* _ENTRIES SUPPLIED_
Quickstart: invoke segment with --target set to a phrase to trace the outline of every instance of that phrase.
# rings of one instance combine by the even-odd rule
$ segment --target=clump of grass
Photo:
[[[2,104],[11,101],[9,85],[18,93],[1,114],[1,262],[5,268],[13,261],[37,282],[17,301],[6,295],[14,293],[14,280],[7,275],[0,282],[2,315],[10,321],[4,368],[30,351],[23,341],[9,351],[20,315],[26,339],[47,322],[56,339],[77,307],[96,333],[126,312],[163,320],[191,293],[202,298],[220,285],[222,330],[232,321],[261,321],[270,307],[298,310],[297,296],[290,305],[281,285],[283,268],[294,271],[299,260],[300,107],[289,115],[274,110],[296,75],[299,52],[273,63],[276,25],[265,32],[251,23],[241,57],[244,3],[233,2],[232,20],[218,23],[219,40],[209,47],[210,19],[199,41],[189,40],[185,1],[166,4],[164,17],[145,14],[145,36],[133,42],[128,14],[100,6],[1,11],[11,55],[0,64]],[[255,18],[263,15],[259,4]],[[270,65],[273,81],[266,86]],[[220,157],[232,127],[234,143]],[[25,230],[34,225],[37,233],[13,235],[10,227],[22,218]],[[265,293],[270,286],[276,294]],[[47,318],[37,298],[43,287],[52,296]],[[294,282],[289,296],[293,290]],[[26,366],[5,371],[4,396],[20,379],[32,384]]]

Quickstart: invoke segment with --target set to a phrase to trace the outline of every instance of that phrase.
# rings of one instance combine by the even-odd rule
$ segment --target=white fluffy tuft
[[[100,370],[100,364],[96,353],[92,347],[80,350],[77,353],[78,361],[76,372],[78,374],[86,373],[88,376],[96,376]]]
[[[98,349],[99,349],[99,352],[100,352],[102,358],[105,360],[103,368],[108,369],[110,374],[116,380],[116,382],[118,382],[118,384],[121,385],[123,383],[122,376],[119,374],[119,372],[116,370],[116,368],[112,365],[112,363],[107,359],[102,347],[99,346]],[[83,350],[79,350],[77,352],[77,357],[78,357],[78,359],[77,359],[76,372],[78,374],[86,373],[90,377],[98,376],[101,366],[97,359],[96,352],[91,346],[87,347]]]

* _PROBLEM TO SOLVE_
Repeat the entries above verbatim.

* _RESPONSE_
Quickstart: invoke segment with --target set to a phrase to trace the outline of every instance of that phrase.
# rings of one instance combine by the even-odd rule
$ segment --target=clump of grass
Photo:
[[[2,104],[11,101],[9,85],[18,93],[1,114],[1,262],[5,268],[13,261],[37,282],[17,301],[6,295],[14,293],[14,280],[7,275],[0,282],[2,315],[10,321],[4,368],[30,351],[23,341],[9,351],[20,315],[26,339],[47,322],[56,339],[77,307],[96,333],[126,312],[163,320],[191,293],[202,298],[220,285],[222,330],[232,321],[261,321],[270,307],[298,310],[297,296],[290,305],[281,285],[283,268],[294,271],[299,260],[300,107],[289,115],[274,110],[296,75],[299,52],[273,63],[276,25],[265,32],[251,23],[241,57],[244,3],[233,2],[232,20],[218,23],[219,40],[209,47],[210,19],[199,41],[189,40],[185,1],[166,4],[164,17],[145,14],[145,36],[133,42],[128,14],[100,6],[1,11],[11,55],[0,64]],[[255,18],[263,15],[259,4]],[[270,65],[273,81],[266,86]],[[220,157],[232,127],[234,143]],[[25,230],[34,225],[37,233],[13,235],[10,227],[22,218]],[[265,293],[270,286],[276,294]],[[47,318],[37,298],[43,287],[52,296]],[[294,282],[289,296],[293,290]],[[26,366],[5,371],[4,396],[20,379],[32,384]]]

Quickstart: invoke segment with --target set to a phrase to trace the outline of every instance of that phrase.
# rings of one instance combine by the even-odd rule
$ segment --target=white fluffy tuft
[[[100,370],[100,364],[96,353],[92,347],[80,350],[77,353],[78,361],[76,372],[78,374],[86,373],[88,376],[96,376]]]
[[[98,349],[99,349],[99,352],[100,352],[102,358],[105,360],[103,368],[108,369],[110,374],[116,380],[116,382],[118,382],[118,384],[121,385],[123,383],[122,376],[119,374],[119,372],[116,370],[116,368],[112,365],[112,363],[107,359],[102,347],[99,346]],[[83,350],[79,350],[77,352],[77,357],[78,357],[78,359],[77,359],[76,372],[78,374],[86,373],[90,377],[98,376],[101,366],[97,359],[96,352],[91,346],[87,347]]]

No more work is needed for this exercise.